▸ TEXT TO READ
The Execution of Private Slovik is a nonfiction book by William Bradford Huie, published in 1954, and an American made-for-television movie that aired on NBC on March 13, 1974. The film was written for the screen by Richard Levinson, William Link, and director Lamont Johnson; the film stars Martin Sheen, and also features Charlie Sheen in his second film in a small role.

Plot
The book and the film tell the story of Private Eddie Slovik, the only American military serviceman executed for desertion (during World War II) since the Civil War.

Background
The film starred Martin Sheen as Private Slovik, a performance for which he received an Emmy Award nomination for Best Lead Actor in a Drama. Sheen said he did not think actors should be compared, and made it clear he would refuse the award. Many critics and viewers consider this to be one of Sheen's finest performances. Among the other Emmy Award nominations, the film was named for "Outstanding Special". The film also won a Peabody Award.

Cast
 Martin Sheen as Pvt. Eddie Slovik
 Mariclare Costello as Antoinette Slovik
 Ned Beatty as Father Stafford
 Gary Busey as Jimmy Feedek
 Matt Clark as Dunn
 Charles Haid as Brockmeyer
 Kathryn Grody as Margaret
 Paul Lambert as Joe Sirelli
 Jon Cedar as Holloway
 Laurence Haddon as Piper
 Charlie Sheen as kid at wedding (uncredited)

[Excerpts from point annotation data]
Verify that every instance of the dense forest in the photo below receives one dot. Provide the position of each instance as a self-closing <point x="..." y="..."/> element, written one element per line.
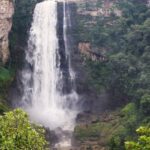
<point x="123" y="74"/>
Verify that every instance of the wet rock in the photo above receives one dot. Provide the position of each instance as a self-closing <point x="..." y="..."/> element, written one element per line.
<point x="6" y="12"/>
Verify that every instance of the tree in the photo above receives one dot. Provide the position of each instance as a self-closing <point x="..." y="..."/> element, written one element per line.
<point x="17" y="133"/>
<point x="143" y="142"/>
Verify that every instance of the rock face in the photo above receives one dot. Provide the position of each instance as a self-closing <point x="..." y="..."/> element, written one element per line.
<point x="6" y="12"/>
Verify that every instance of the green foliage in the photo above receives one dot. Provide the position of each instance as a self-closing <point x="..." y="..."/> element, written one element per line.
<point x="6" y="76"/>
<point x="143" y="142"/>
<point x="145" y="104"/>
<point x="17" y="133"/>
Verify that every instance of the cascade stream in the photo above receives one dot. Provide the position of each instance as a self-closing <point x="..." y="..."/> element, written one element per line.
<point x="45" y="75"/>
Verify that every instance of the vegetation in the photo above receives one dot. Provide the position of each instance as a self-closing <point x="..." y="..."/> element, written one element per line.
<point x="18" y="133"/>
<point x="125" y="42"/>
<point x="143" y="142"/>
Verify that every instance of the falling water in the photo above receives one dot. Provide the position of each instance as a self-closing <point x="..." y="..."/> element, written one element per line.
<point x="43" y="97"/>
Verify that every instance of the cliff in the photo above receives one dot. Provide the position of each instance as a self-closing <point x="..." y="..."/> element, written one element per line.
<point x="6" y="12"/>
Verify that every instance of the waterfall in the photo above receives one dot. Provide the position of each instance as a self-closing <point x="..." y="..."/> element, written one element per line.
<point x="42" y="77"/>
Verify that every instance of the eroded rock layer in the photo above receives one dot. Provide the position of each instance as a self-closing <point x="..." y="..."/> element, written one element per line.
<point x="6" y="12"/>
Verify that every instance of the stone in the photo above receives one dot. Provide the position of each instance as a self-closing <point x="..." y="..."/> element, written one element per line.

▸ TO DO
Edit the text about The Execution of Private Slovik between "The Execution of" and "the Civil War.", inclusive, so that "ABC" stands in place of "NBC".

▸ SOLUTION TO THIS TASK
The Execution of Private Slovik is a nonfiction book by William Bradford Huie, published in 1954, and an American made-for-television movie that aired on ABC on March 13, 1974. The film was written for the screen by Richard Levinson, William Link, and director Lamont Johnson; the film stars Martin Sheen, and also features Charlie Sheen in his second film in a small role.

Plot
The book and the film tell the story of Private Eddie Slovik, the only American military serviceman executed for desertion (during World War II) since the Civil War.